→ Instruction 1: Rewrite the case caption between "HON. CARMELO C." and "for respondent Union.", inclusive, replacing "Baguio City" with "Cebu City".

→ Document passage:
* Start *
G.R. No. L-44110 - Benguet Exploration Miners' Union vs.Carmelo C. Noriel
Manila
SECOND DIVISION
G.R. No. L-44110 March 29, 1977
BENGUET EXPLORATION MINERS' UNION,petitioner,
vs.
HON. CARMELO C. NORIEL, Director of the Bureau of Labor Relations, Atty. ERUDITO E. LUNA, Med-Arbiter Designate of Labor Relations Division, Baguio City and NATIONAL MINES AND ALLIED WORKERS' UNION (NAMAWU-MIF)respondents.
Jesus Jaramillo for petitioner.
Acting Solicitor General Hugo E. Gutierrez, Jr., Assistant Solicitor General Reynato S. Puno and Solicitor Ramon A. Barcelona for respondent Public Officials.
Villaluz, Padilla & Amansec for respondent Union.
* End *
→ Instruction 2: Pull out every line of the rows that contains the string "water", matching case exactly.

Location identification entries
* Start *
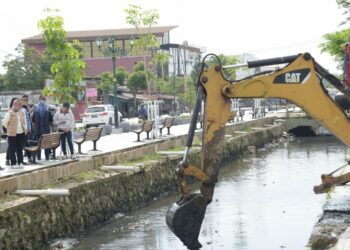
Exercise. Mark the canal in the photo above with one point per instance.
(261, 202)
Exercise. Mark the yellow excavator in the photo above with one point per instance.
(299, 80)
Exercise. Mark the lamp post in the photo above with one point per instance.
(111, 49)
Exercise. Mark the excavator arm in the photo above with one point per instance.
(299, 82)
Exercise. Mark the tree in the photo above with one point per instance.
(106, 83)
(137, 80)
(140, 18)
(345, 4)
(161, 59)
(67, 67)
(334, 45)
(226, 60)
(28, 71)
(121, 75)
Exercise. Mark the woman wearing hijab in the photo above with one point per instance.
(65, 122)
(16, 125)
(41, 122)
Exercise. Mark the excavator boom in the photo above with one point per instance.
(299, 82)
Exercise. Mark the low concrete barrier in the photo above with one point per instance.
(30, 222)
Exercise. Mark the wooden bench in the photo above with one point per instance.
(46, 141)
(233, 116)
(241, 113)
(168, 123)
(147, 127)
(255, 113)
(91, 134)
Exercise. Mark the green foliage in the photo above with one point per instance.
(28, 71)
(106, 84)
(160, 59)
(140, 18)
(137, 81)
(140, 66)
(67, 67)
(226, 60)
(121, 75)
(334, 45)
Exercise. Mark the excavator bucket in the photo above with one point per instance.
(185, 219)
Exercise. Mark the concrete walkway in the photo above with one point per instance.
(108, 143)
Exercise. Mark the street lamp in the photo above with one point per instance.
(112, 50)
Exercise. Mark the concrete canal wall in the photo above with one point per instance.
(96, 196)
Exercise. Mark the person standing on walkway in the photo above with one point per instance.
(41, 122)
(5, 131)
(65, 122)
(25, 110)
(16, 126)
(142, 112)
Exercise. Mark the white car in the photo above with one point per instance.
(99, 115)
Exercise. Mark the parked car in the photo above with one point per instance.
(99, 115)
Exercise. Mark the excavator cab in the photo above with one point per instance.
(299, 80)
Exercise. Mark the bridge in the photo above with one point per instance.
(300, 123)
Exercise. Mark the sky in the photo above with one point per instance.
(265, 28)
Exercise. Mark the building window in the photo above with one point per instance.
(86, 49)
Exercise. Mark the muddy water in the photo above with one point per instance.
(262, 202)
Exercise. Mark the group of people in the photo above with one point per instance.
(25, 124)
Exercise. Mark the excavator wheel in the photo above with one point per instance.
(185, 218)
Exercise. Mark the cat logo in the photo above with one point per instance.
(292, 77)
(296, 76)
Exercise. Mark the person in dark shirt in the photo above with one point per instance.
(142, 112)
(42, 119)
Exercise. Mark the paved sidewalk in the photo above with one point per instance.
(108, 143)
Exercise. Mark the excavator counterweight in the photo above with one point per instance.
(299, 81)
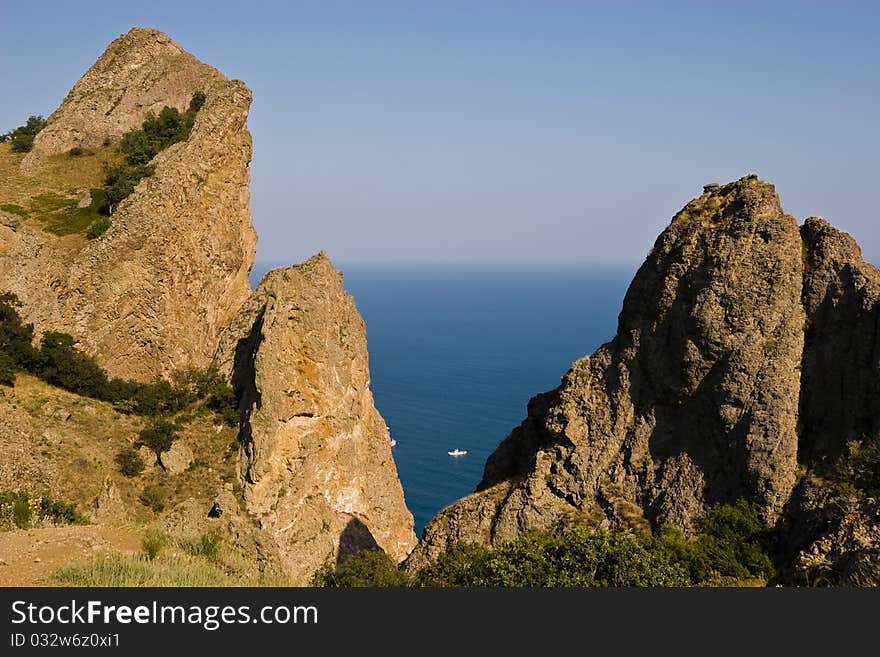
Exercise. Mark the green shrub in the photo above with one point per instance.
(98, 227)
(7, 369)
(129, 461)
(140, 146)
(21, 510)
(578, 557)
(16, 338)
(13, 208)
(858, 471)
(60, 363)
(153, 542)
(371, 568)
(154, 497)
(159, 435)
(207, 545)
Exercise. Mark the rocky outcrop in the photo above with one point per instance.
(153, 293)
(316, 464)
(141, 71)
(743, 343)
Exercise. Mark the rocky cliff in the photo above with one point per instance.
(746, 355)
(315, 464)
(153, 293)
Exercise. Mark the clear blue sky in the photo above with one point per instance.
(505, 131)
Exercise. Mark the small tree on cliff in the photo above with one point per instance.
(159, 435)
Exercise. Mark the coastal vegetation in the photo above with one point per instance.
(59, 362)
(21, 510)
(77, 192)
(731, 547)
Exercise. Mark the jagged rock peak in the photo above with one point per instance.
(152, 293)
(142, 71)
(316, 464)
(695, 401)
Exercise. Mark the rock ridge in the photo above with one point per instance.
(735, 340)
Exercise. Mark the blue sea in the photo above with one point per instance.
(456, 352)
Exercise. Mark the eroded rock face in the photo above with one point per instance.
(316, 464)
(153, 293)
(694, 402)
(141, 71)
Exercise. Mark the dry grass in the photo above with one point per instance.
(173, 569)
(168, 560)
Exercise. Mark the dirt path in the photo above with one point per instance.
(27, 556)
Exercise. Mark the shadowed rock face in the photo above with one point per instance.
(153, 293)
(315, 464)
(697, 399)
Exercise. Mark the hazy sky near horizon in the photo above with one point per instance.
(505, 131)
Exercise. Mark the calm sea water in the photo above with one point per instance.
(457, 352)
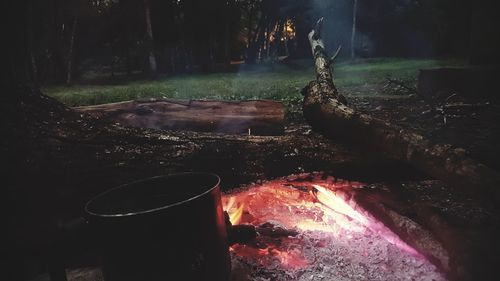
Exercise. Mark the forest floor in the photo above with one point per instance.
(74, 156)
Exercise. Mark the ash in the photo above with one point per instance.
(314, 242)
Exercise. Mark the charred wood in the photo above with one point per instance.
(327, 111)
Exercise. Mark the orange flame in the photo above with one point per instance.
(235, 213)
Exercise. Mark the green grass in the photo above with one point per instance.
(279, 82)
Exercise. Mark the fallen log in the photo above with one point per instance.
(256, 117)
(327, 111)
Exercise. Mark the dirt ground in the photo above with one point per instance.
(56, 160)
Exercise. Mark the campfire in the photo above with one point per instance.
(309, 227)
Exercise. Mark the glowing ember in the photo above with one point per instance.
(233, 211)
(308, 225)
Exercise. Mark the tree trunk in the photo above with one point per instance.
(149, 34)
(259, 117)
(71, 49)
(327, 112)
(353, 33)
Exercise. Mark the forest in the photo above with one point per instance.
(147, 140)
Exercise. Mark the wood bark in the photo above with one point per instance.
(327, 111)
(259, 117)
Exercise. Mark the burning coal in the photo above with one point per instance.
(310, 228)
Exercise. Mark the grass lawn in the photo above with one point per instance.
(279, 82)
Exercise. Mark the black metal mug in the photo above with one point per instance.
(162, 228)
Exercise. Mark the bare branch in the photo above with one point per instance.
(332, 59)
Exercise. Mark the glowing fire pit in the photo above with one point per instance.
(310, 229)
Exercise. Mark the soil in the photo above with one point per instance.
(57, 159)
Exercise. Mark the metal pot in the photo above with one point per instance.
(162, 228)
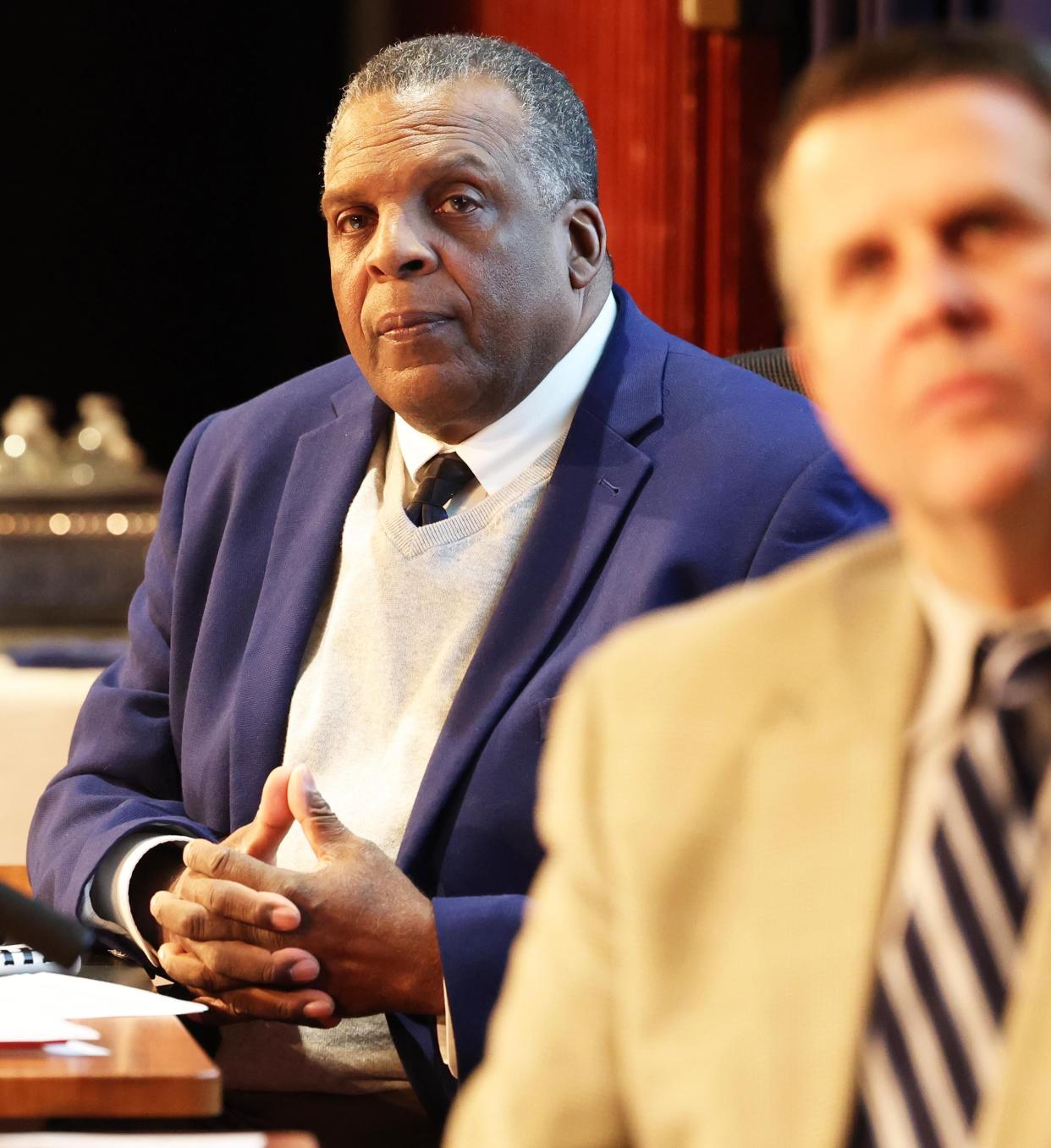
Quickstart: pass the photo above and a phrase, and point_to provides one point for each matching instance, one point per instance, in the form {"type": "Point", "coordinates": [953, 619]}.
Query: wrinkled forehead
{"type": "Point", "coordinates": [910, 157]}
{"type": "Point", "coordinates": [393, 129]}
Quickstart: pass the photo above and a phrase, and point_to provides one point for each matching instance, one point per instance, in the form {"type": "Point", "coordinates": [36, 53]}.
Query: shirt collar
{"type": "Point", "coordinates": [502, 450]}
{"type": "Point", "coordinates": [957, 626]}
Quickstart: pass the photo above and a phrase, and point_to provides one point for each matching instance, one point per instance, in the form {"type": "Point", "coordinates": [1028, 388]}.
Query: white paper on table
{"type": "Point", "coordinates": [134, 1140]}
{"type": "Point", "coordinates": [76, 1048]}
{"type": "Point", "coordinates": [23, 1025]}
{"type": "Point", "coordinates": [78, 997]}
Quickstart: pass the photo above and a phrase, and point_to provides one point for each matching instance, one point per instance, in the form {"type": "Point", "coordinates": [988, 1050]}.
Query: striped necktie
{"type": "Point", "coordinates": [933, 1044]}
{"type": "Point", "coordinates": [440, 480]}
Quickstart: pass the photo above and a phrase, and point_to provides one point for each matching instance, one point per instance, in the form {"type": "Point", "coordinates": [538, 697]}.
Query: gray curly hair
{"type": "Point", "coordinates": [559, 145]}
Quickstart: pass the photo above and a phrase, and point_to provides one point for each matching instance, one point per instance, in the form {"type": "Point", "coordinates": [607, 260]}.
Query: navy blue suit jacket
{"type": "Point", "coordinates": [680, 473]}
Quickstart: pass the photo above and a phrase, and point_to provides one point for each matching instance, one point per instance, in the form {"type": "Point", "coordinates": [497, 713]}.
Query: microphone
{"type": "Point", "coordinates": [28, 922]}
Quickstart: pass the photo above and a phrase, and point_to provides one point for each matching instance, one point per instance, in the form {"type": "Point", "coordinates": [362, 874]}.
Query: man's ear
{"type": "Point", "coordinates": [799, 359]}
{"type": "Point", "coordinates": [586, 234]}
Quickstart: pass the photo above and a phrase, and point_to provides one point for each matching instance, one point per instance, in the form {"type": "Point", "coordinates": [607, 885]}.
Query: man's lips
{"type": "Point", "coordinates": [398, 325]}
{"type": "Point", "coordinates": [970, 389]}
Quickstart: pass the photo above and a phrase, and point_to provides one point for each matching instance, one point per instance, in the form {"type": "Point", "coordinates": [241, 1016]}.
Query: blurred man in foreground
{"type": "Point", "coordinates": [799, 888]}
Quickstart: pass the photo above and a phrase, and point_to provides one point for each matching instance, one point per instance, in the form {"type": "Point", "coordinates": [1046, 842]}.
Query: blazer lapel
{"type": "Point", "coordinates": [590, 492]}
{"type": "Point", "coordinates": [1019, 1115]}
{"type": "Point", "coordinates": [822, 958]}
{"type": "Point", "coordinates": [327, 470]}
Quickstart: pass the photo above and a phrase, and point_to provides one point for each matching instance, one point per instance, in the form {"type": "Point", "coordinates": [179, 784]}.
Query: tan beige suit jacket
{"type": "Point", "coordinates": [722, 798]}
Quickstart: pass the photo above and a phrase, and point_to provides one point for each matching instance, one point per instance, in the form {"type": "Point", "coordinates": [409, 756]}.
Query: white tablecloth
{"type": "Point", "coordinates": [38, 708]}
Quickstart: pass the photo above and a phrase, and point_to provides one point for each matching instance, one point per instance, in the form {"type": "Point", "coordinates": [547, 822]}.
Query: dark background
{"type": "Point", "coordinates": [163, 234]}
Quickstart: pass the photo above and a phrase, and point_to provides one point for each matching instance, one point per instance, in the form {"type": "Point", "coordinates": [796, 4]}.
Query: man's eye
{"type": "Point", "coordinates": [352, 221]}
{"type": "Point", "coordinates": [864, 262]}
{"type": "Point", "coordinates": [457, 205]}
{"type": "Point", "coordinates": [981, 228]}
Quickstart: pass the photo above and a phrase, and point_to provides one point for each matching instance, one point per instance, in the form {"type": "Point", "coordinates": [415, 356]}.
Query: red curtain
{"type": "Point", "coordinates": [681, 118]}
* End *
→ Expected answer 1:
HON. CARMELO C. NORIEL, Director of the Bureau of Labor Relations, Atty. ERUDITO E. LUNA, Med-Arbiter Designate of Labor Relations Division, Cebu City and NATIONAL MINES AND ALLIED WORKERS' UNION (NAMAWU-MIF)respondents.
Jesus Jaramillo for petitioner.
Acting Solicitor General Hugo E. Gutierrez, Jr., Assistant Solicitor General Reynato S. Puno and Solicitor Ramon A. Barcelona for respondent Public Officials.
Villaluz, Padilla & Amansec for respondent Union.

→ Expected answer 2:
Exercise. Mark the muddy water in the photo above with one point per instance.
Exercise. Mark the calm sea water in the photo above with one point per instance.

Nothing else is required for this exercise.